* _What is required_
Can you arrange every one of the entries below as a numbered list, skipping any blank lines? Leave the pictures out of your answer.

Recorded data:
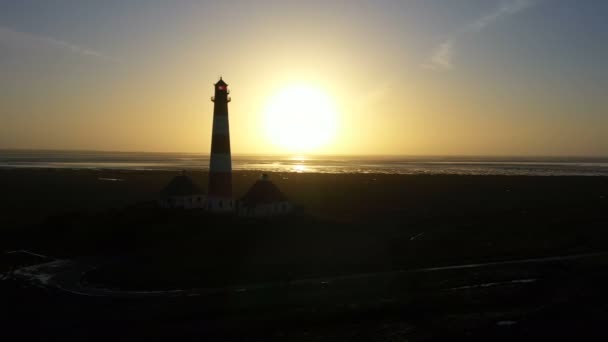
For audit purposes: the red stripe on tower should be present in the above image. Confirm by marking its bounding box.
[207,77,234,212]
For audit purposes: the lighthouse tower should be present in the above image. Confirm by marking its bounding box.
[207,77,235,213]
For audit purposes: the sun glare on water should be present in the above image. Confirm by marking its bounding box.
[264,86,338,153]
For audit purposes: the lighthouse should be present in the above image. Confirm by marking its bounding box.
[207,77,234,213]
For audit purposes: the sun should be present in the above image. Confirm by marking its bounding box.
[264,85,338,153]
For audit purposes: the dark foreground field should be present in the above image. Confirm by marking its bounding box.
[0,169,608,341]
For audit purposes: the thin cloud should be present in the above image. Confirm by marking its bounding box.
[424,40,454,70]
[0,27,118,62]
[423,0,537,71]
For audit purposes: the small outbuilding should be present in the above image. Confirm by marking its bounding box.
[237,174,293,217]
[159,171,206,209]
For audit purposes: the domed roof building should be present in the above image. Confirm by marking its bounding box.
[237,174,293,217]
[159,171,206,209]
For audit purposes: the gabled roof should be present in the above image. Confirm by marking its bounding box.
[214,77,228,87]
[160,174,202,197]
[241,175,287,206]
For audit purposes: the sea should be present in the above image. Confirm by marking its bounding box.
[0,150,608,176]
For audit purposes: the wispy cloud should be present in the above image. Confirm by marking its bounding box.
[423,0,539,70]
[0,27,118,62]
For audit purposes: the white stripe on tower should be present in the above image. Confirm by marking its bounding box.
[209,153,232,172]
[209,78,233,212]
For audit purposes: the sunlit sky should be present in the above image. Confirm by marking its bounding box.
[0,0,608,155]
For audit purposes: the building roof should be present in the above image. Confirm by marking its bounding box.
[214,77,228,87]
[160,173,202,197]
[241,175,287,206]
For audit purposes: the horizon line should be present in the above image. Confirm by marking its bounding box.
[0,148,608,158]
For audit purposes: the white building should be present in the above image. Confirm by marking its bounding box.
[159,172,207,209]
[237,174,293,217]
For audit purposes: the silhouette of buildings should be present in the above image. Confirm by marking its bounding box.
[238,174,293,217]
[159,78,293,217]
[159,171,206,209]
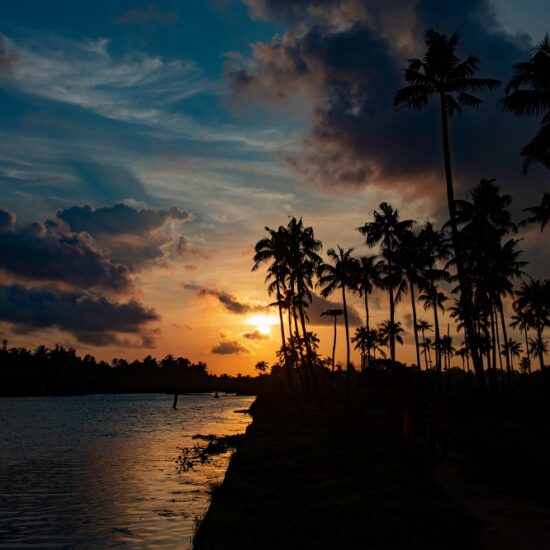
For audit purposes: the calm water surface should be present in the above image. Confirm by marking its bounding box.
[0,395,254,549]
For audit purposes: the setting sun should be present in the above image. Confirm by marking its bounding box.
[248,315,278,335]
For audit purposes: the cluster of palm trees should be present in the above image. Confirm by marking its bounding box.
[253,30,550,396]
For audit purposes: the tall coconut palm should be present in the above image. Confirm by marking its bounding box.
[510,310,535,370]
[357,202,415,361]
[501,35,550,171]
[286,218,323,394]
[416,319,432,370]
[394,231,431,372]
[355,255,380,330]
[354,255,381,366]
[502,338,522,371]
[351,327,386,368]
[378,319,405,358]
[321,309,344,388]
[317,246,357,397]
[394,29,500,389]
[419,279,447,383]
[514,279,550,370]
[520,193,550,233]
[252,227,293,392]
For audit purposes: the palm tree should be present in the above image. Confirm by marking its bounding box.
[502,338,522,371]
[321,309,344,382]
[286,218,323,395]
[351,327,386,366]
[378,319,404,358]
[252,227,293,393]
[355,255,380,330]
[394,29,500,389]
[514,279,550,370]
[501,35,550,171]
[510,305,535,374]
[317,245,357,397]
[395,231,431,372]
[254,361,269,374]
[419,286,447,378]
[520,193,550,233]
[357,202,414,361]
[416,319,432,370]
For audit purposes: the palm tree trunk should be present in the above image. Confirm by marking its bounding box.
[277,278,294,395]
[498,296,514,390]
[493,305,504,375]
[523,325,531,370]
[330,315,338,395]
[342,285,351,400]
[363,290,370,368]
[537,322,544,371]
[489,303,497,391]
[433,298,441,376]
[389,286,395,362]
[298,282,321,399]
[422,328,429,371]
[440,92,487,392]
[409,279,421,374]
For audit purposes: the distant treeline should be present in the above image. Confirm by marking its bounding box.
[0,341,268,396]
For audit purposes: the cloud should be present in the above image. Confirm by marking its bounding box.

* _Exercise result_
1. For audit purposes: the red stripe on tower should be present in the above image. Confirm by marking its bounding box.
2. [207,77,234,212]
3. For audit purposes: the lighthouse tower should be present in the above image. Confirm by marking its bounding box.
4. [207,77,235,213]
5. For audit purposes: the sun glare on water should be present in the above image. Confirm by marking its bounding box.
6. [264,86,338,153]
7. For audit purposes: the lighthouse should be present in the above image. Confirm by marking its bounding box.
8. [207,77,234,213]
9. For audit purposes: the sun should be present in the above image. Confirm by marking its bounding box.
10. [264,85,338,153]
11. For audit purposes: the dark foreground field should be present in the above image. Confirm by marking its bounding box.
12. [0,169,608,341]
13. For audit purposes: the thin cloud should be present in the above image. Confirm by marking its bounding box.
14. [424,40,454,70]
15. [0,27,118,62]
16. [423,0,537,71]
17. For audit purposes: the small outbuilding should be present in the above image. Confirm by marking its bounding box.
18. [237,174,293,217]
19. [159,171,206,209]
20. For audit purposes: the domed roof building should be present in the above image. Confirm by marking its bounding box.
21. [237,174,293,217]
22. [159,171,206,209]
23. For audit purposes: the gabled roof should be present in the above image. Confirm by marking its bounding box.
24. [214,77,228,87]
25. [160,174,202,197]
26. [241,175,287,206]
27. For audit purposes: the sea should be present in the above image. Confirm by marking its bounding box.
28. [0,150,608,176]
29. For audit purposes: the wispy cloud should be present in the above image. Confirm by marking its bounding box.
30. [423,0,539,70]
31. [0,27,118,62]
32. For audit purposes: the white stripe on tower should be present in the above image. Confirm by marking its bounding box.
33. [209,153,232,172]
34. [209,78,233,212]
35. For audit purposes: the sunlit sky should be present in the above image. Confirm by marking its bounding box.
36. [0,0,608,155]
37. For audit purposes: the building roof should be present in the above image. Confirm by marking its bounding box.
38. [214,77,228,87]
39. [160,173,202,197]
40. [241,175,287,206]
41. For audit purposes: the horizon line should be present in the above image. Confirm by marking its bounding box.
42. [0,148,608,158]
43. For audit purposes: the white building should be present in the above image. Confirm by marking its bounding box.
44. [159,172,207,209]
45. [237,174,293,217]
46. For audit purposes: the silhouette of buildings should be present in the above image. Confirm by marking its bounding box.
47. [238,174,293,217]
48. [159,78,293,217]
49. [159,171,206,209]
50. For audit purposes: the calm water surface should be present in the above image. Confirm by marking its bounding box.
51. [0,395,254,549]
52. For audit purposes: the setting sun should be present in the above image. Confirm by marking its bounding box.
53. [248,315,278,335]
54. For audit purposes: the cluster of palm trees should be present in the above image. Confirm by marking its bounding box.
55. [253,30,550,396]
56. For audit purposes: the tall coconut palm should be present in the above image. Confirm by marking its bounding box.
57. [510,310,535,370]
58. [357,202,415,361]
59. [501,35,550,171]
60. [286,218,323,394]
61. [416,319,432,370]
62. [394,231,431,372]
63. [355,255,380,330]
64. [354,255,381,366]
65. [502,338,522,371]
66. [351,327,386,368]
67. [378,319,405,358]
68. [321,309,344,388]
69. [317,246,357,397]
70. [394,29,500,389]
71. [419,279,447,383]
72. [514,279,550,370]
73. [520,193,550,233]
74. [252,227,293,392]
75. For audit purposes: the palm tree should be present in the above image. Confirm by marking its bounding box.
76. [502,338,522,371]
77. [321,309,344,382]
78. [286,218,323,395]
79. [351,327,386,366]
80. [378,319,404,358]
81. [252,227,293,393]
82. [355,255,380,330]
83. [394,29,500,389]
84. [514,279,550,370]
85. [501,35,550,171]
86. [510,305,535,374]
87. [317,245,357,397]
88. [395,231,431,372]
89. [254,361,269,374]
90. [419,286,447,378]
91. [520,193,550,233]
92. [357,202,414,361]
93. [416,319,432,370]
94. For audit purposes: the palm tree trunk should be present in the above image. Confirm by marking its bounding box.
95. [277,278,294,395]
96. [498,296,514,390]
97. [493,305,504,375]
98. [523,325,531,370]
99. [330,315,338,395]
100. [342,285,351,400]
101. [363,290,370,368]
102. [537,322,544,371]
103. [489,303,497,391]
104. [433,298,441,376]
105. [389,286,395,362]
106. [298,282,321,399]
107. [422,328,429,371]
108. [440,92,487,392]
109. [409,279,421,374]
110. For audit purposes: the distant treeline should be present in the above image. Confirm by marking its bounding box.
111. [0,341,268,396]
112. For audit purposes: the cloud should be present in the above image. Confirm by marking its bounding box.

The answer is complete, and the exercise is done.